*** Opening of Task material ***

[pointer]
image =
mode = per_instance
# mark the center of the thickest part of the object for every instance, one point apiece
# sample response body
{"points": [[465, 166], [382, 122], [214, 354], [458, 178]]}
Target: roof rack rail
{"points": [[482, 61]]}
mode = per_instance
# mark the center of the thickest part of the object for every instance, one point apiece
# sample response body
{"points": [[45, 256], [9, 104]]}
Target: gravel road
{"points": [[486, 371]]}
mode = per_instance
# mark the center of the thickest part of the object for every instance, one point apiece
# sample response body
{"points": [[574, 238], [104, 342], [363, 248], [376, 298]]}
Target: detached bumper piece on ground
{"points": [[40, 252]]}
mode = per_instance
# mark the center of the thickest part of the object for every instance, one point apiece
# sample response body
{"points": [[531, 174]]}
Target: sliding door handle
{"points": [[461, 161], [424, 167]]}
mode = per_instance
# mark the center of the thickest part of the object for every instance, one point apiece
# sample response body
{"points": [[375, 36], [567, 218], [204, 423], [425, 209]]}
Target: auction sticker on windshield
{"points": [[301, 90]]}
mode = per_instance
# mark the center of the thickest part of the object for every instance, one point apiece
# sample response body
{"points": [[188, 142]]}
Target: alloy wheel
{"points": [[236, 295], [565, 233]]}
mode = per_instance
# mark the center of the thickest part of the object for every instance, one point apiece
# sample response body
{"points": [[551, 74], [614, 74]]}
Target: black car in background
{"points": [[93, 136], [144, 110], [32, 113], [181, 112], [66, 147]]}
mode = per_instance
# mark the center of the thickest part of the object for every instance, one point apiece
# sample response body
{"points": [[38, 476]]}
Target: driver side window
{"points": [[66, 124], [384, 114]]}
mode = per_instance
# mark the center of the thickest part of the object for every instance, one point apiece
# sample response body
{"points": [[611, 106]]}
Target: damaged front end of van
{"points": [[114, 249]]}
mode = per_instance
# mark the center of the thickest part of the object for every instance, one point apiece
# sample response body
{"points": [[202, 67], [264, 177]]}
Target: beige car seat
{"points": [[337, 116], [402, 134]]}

*** Close of Task material ***

Exercise instructions
Word for word, repeat every entry listed above.

Solution for this exercise
[pointer]
image =
mode = per_instance
# mark the center of the thickest part of the object for every instance, one point apiece
# sample response body
{"points": [[465, 166], [382, 122], [214, 354], [458, 178]]}
Target: roof rack rail
{"points": [[482, 61]]}
mode = per_instance
# mark the center of the thickest part of the object for every instance, one point apiece
# sample response body
{"points": [[45, 256], [9, 104]]}
Target: gravel road
{"points": [[486, 371]]}
mode = per_instance
# mark the center of the thickest part of the object for every instance, one point apiece
# sample response body
{"points": [[574, 238], [104, 342], [363, 248], [376, 298]]}
Target: detached bumper piece on ground
{"points": [[40, 252]]}
mode = per_instance
# mark the center of the thickest part of the object for every instance, one point apiece
# sample response body
{"points": [[531, 174]]}
Target: sliding door handle
{"points": [[461, 161], [424, 167]]}
mode = per_instance
# mark the center of the thickest part of the object for every instance, one point apiece
# sample response body
{"points": [[375, 36], [567, 218], [204, 423], [425, 209]]}
Target: auction sticker on windshield
{"points": [[301, 90]]}
mode = per_instance
# mark the center of the thickest part of the object for every instance, one point apiece
# sample response body
{"points": [[188, 142]]}
Target: alloy wheel
{"points": [[236, 295], [565, 233]]}
mode = per_instance
# mark the center of the thickest part of the object for every instance, one point apiece
# sample response body
{"points": [[551, 74], [614, 74]]}
Target: black car in background
{"points": [[93, 136], [144, 110], [32, 113], [181, 112], [66, 147]]}
mode = per_instance
# mark the center of the thickest part of the object for every instance, one point apiece
# sample response body
{"points": [[38, 476]]}
Target: driver side window
{"points": [[66, 124], [384, 114]]}
mode = per_instance
# mark the center of the thickest part of the object for every instance, one point apiece
# sample response body
{"points": [[611, 106]]}
Target: damaged front end of van
{"points": [[114, 249]]}
mode = per_instance
# mark the center of the thickest part of the object for every instance, one point apiece
# sample response body
{"points": [[202, 67], [264, 177]]}
Target: beige car seat
{"points": [[337, 116], [402, 134]]}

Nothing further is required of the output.